In your copy, the records appear word for word and the pictures do not appear at all.

Records supplied>
++++++

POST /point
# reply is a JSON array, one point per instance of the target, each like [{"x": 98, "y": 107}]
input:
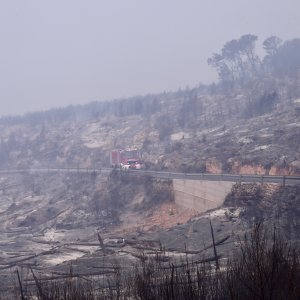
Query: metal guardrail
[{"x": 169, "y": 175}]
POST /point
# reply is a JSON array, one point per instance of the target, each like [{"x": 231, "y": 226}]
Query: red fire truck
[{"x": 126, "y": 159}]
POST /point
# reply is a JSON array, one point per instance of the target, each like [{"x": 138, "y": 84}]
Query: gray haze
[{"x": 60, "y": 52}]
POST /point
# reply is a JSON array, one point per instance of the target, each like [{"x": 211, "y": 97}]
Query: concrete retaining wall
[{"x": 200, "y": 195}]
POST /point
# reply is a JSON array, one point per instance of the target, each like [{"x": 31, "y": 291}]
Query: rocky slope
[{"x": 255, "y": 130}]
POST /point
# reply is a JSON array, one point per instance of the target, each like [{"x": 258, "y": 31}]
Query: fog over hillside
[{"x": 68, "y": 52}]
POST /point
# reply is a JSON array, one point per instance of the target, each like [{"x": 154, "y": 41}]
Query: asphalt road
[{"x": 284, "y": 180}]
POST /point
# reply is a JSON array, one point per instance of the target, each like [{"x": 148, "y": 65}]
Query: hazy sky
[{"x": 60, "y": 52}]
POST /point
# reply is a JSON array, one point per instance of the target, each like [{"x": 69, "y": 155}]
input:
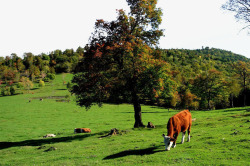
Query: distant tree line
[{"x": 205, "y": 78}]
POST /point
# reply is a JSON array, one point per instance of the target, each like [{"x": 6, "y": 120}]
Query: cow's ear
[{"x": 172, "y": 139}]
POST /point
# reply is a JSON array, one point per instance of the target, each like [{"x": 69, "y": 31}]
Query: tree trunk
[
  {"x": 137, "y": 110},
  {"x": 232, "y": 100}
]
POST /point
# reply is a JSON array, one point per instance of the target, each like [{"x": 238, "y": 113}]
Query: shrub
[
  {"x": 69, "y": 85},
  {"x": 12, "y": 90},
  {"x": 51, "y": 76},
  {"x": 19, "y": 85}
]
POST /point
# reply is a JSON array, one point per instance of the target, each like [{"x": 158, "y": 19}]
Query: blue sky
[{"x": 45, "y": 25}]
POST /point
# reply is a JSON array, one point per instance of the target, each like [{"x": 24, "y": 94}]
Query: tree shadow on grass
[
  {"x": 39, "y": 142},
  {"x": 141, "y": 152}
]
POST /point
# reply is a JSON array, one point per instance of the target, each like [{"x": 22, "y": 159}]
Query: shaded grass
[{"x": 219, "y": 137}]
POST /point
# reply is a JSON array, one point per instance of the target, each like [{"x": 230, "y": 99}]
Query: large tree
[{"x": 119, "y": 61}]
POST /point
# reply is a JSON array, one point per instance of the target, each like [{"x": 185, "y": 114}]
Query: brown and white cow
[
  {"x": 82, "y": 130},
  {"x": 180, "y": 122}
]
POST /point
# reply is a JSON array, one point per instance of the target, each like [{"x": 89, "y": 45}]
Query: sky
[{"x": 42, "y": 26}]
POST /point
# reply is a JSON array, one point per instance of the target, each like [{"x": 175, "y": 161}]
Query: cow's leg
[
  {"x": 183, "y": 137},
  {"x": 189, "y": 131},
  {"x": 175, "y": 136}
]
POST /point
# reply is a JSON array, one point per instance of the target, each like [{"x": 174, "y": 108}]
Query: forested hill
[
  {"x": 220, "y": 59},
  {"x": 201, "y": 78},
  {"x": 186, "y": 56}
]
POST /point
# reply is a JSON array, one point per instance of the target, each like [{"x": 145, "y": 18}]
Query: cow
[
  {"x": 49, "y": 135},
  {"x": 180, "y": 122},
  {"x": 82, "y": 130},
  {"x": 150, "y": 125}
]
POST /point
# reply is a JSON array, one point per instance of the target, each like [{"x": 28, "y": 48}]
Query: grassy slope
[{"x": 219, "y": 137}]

++++++

Expected answer>
POST /point
# reply is a JSON array, one point per instance of the target, each like [{"x": 98, "y": 107}]
input:
Query: metal guardrail
[{"x": 169, "y": 175}]
POST /point
# reply is a JSON array, one point per instance of the target, each like [{"x": 231, "y": 226}]
Query: red fire truck
[{"x": 126, "y": 159}]
POST /point
# reply is a JSON array, one point per instance of the target, each like [{"x": 138, "y": 84}]
Query: gray haze
[{"x": 60, "y": 52}]
POST /point
# reply is a JSON array, one point per instance of the target, each like [{"x": 211, "y": 97}]
Query: concrete retaining wall
[{"x": 200, "y": 195}]
POST /point
# reply is a JSON array, one point per instance of the target, each like [{"x": 31, "y": 291}]
Query: rocky slope
[{"x": 255, "y": 130}]
POST /point
# reply is a JSON array, one point per instance of the target, each like [{"x": 258, "y": 31}]
Query: fog over hillside
[{"x": 68, "y": 52}]
POST /point
# reply is a JSON array, one point per instance of the target, each like [{"x": 154, "y": 41}]
Query: asphalt road
[{"x": 284, "y": 180}]
POST /point
# reply is a JSON array, one point per instance of the target, each like [{"x": 148, "y": 65}]
Query: hazy sky
[{"x": 60, "y": 52}]
POST /point
# reply is a JSON array, one point per instance of the target, each like [{"x": 69, "y": 155}]
input:
Query: distant tree line
[{"x": 205, "y": 78}]
POST /point
# reply is a JSON array, one point per instance of the target, each like [{"x": 6, "y": 120}]
Query: cow's ear
[{"x": 172, "y": 139}]
POST /point
# reply is a JSON array, one point per instance of the target, each like [{"x": 69, "y": 31}]
Query: tree trunk
[
  {"x": 137, "y": 110},
  {"x": 232, "y": 100}
]
POST /point
# reply is a JSON array, one point per instance of the target, each like [{"x": 238, "y": 113}]
Query: shrub
[
  {"x": 69, "y": 85},
  {"x": 12, "y": 90},
  {"x": 51, "y": 76},
  {"x": 19, "y": 85}
]
POST /point
# reply is a JSON array, one point per instance of the target, each like [{"x": 158, "y": 19}]
Query: blue sky
[{"x": 45, "y": 25}]
POST /point
# reply is a JSON array, one point per instance of the target, each like [{"x": 24, "y": 94}]
Query: tree shadow on grass
[
  {"x": 39, "y": 142},
  {"x": 141, "y": 152}
]
POST /point
# reply is a JSON array, one point per instance of the target, each like [{"x": 22, "y": 159}]
Query: shaded grass
[{"x": 219, "y": 137}]
POST /point
# reply is a JSON array, one point per instance of the target, each like [{"x": 230, "y": 99}]
Query: large tree
[{"x": 119, "y": 61}]
POST /point
# reply is a JSON array, one point per instance of the target, each like [{"x": 185, "y": 114}]
Query: brown and white cow
[
  {"x": 82, "y": 130},
  {"x": 180, "y": 122}
]
POST /point
# reply is a JSON array, one point per instance of the target, each like [{"x": 89, "y": 45}]
Query: sky
[{"x": 42, "y": 26}]
POST /point
# reply is a JSON array, one point per instance of the target, each like [{"x": 175, "y": 161}]
Query: cow's leg
[
  {"x": 183, "y": 137},
  {"x": 189, "y": 131},
  {"x": 175, "y": 136}
]
POST /point
# reply is a JSON array, one point per instance of the target, each like [{"x": 174, "y": 108}]
Query: forested hill
[
  {"x": 220, "y": 59},
  {"x": 201, "y": 78},
  {"x": 186, "y": 56}
]
POST /point
# reply is a JSON array, one point per instance of the target, each like [{"x": 145, "y": 18}]
Query: cow
[
  {"x": 49, "y": 135},
  {"x": 180, "y": 122},
  {"x": 82, "y": 130},
  {"x": 150, "y": 125}
]
POST /point
# reply is a JSON array, one point per instance of the target, each like [{"x": 28, "y": 48}]
Query: grassy slope
[{"x": 219, "y": 137}]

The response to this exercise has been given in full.